__Requirement a__: Show every line of the records below that contains the word "chair".

Eloise Butler

The Writings of Eloise Butler

Notable Features of my Wild Garden

March 1915

 

 
 

 

 
 

Among the notable features of the garden, first of all should be noted the lie of the land and the admirable situation, consisting as it does of morainic hills commanding widespread views with intervening valleys, ponds and bogs. My twenty acres of garden within a park of about 600 acres, includes one small tamarack bog, but none of the ponds. One pond, however, full of lilies, lies not a stones throw off, and the other can be seen from my highest hilltop; while a third is distant but a few minutes’ walk. I have a pool in the garden that was formed by building a dam across a brook and it is proposed to make by excavation a sizable pool in one of my meadows for more aquatic plants. As it is, I have varied conditions of soil, moisture and light exposure that satisfy the needs of all the imported plants from other parts of the state.

The beauty of the landscape is enhanced by the character of the trees and shrubs and their natural grouping. There are many white birches and white oaks, also red maples. These in the fall - the white stems of the birches, the peculiar mulberry red of the white oaks, and the many shades of color afforded by other plants, all set off by the dark green of the tamaracks - makes one understand why the term poignant should be applied to remarkable beauty.

Bog Path in October
 
Above: Part of the bog at Eloise Butler Wildflower Garden, in fall color with the green tamaracks in the background.

__Extracted entries__:
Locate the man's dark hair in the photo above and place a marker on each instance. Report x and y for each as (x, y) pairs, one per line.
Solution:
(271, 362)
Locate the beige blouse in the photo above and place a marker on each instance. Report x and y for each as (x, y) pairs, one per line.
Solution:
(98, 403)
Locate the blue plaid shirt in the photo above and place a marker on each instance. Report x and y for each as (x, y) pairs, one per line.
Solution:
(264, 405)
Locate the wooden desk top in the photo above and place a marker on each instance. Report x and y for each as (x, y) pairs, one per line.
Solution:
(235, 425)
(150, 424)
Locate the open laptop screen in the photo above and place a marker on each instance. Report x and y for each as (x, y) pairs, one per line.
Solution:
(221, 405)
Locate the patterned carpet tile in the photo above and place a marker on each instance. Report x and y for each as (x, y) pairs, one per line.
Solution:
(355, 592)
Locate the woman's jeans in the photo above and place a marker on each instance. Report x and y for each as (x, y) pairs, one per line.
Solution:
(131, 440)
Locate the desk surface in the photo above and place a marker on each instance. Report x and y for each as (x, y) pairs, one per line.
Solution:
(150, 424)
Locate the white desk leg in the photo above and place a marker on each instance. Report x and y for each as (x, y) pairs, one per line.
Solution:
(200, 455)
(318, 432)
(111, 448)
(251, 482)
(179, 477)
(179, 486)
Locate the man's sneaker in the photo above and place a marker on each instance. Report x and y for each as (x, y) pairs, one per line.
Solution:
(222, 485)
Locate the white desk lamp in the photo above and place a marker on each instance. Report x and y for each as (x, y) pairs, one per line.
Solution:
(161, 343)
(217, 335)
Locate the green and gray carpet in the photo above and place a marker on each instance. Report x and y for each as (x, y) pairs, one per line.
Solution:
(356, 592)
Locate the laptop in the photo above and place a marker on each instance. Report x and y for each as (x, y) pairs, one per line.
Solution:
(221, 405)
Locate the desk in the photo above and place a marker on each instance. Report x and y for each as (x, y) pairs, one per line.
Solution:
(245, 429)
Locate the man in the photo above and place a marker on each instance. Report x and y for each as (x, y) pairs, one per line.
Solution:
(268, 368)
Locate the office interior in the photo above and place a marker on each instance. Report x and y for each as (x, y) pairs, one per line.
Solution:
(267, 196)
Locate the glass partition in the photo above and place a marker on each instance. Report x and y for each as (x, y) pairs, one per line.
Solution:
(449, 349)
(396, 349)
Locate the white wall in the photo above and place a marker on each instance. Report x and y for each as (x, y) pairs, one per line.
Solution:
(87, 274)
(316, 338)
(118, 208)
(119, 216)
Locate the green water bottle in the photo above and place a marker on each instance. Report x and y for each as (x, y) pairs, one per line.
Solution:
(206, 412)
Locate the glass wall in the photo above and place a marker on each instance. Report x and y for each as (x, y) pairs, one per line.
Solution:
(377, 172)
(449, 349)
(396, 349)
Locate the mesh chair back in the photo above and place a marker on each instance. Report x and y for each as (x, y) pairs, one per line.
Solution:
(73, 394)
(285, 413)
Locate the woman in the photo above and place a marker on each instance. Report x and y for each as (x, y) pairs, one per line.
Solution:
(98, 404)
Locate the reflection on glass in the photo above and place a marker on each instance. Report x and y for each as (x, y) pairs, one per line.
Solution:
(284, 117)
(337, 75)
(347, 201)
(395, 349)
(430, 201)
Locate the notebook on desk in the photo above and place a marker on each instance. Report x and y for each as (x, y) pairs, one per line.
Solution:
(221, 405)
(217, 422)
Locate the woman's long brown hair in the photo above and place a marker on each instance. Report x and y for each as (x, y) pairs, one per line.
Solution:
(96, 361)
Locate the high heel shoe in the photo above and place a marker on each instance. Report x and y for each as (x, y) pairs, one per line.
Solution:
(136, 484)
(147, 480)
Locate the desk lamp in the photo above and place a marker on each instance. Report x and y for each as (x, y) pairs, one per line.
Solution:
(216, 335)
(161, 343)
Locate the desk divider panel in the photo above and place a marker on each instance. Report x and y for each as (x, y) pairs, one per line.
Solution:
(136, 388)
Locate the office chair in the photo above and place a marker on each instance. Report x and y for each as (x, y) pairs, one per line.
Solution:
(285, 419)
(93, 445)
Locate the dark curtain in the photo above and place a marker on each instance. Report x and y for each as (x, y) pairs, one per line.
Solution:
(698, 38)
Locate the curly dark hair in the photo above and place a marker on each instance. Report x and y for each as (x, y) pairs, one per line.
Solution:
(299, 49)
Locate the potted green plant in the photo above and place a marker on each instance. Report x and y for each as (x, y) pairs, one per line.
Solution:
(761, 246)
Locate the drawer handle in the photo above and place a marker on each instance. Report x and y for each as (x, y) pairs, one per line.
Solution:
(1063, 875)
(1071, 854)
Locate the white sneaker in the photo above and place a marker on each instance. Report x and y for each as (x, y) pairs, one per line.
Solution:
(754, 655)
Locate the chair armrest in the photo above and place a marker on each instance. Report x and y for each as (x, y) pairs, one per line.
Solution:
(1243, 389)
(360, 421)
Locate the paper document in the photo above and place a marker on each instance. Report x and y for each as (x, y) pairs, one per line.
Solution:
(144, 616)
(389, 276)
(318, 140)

__Requirement b__: Write out the passage of the wild garden text above, starting at "Among the notable" and ending at "of the state.".

__Correct answer a__:
Locate the mesh chair back in the photo above and place a marker on each instance. Report x and y for each as (x, y) pairs, one per line.
Locate the office chair in the photo above and place a marker on each instance. Report x and y for each as (x, y) pairs, one per line.
Locate the chair armrest in the photo above and place a marker on each instance. Report x and y for each as (x, y) pairs, one per line.

__Correct answer b__:
Among the notable features of the garden, first of all should be noted the lie of the land and the admirable situation, consisting as it does of morainic hills commanding widespread views with intervening valleys, ponds and bogs. My twenty acres of garden within a park of about 600 acres, includes one small tamarack bog, but none of the ponds. One pond, however, full of lilies, lies not a stones throw off, and the other can be seen from my highest hilltop; while a third is distant but a few minutes’ walk. I have a pool in the garden that was formed by building a dam across a brook and it is proposed to make by excavation a sizable pool in one of my meadows for more aquatic plants. As it is, I have varied conditions of soil, moisture and light exposure that satisfy the needs of all the imported plants from other parts of the state.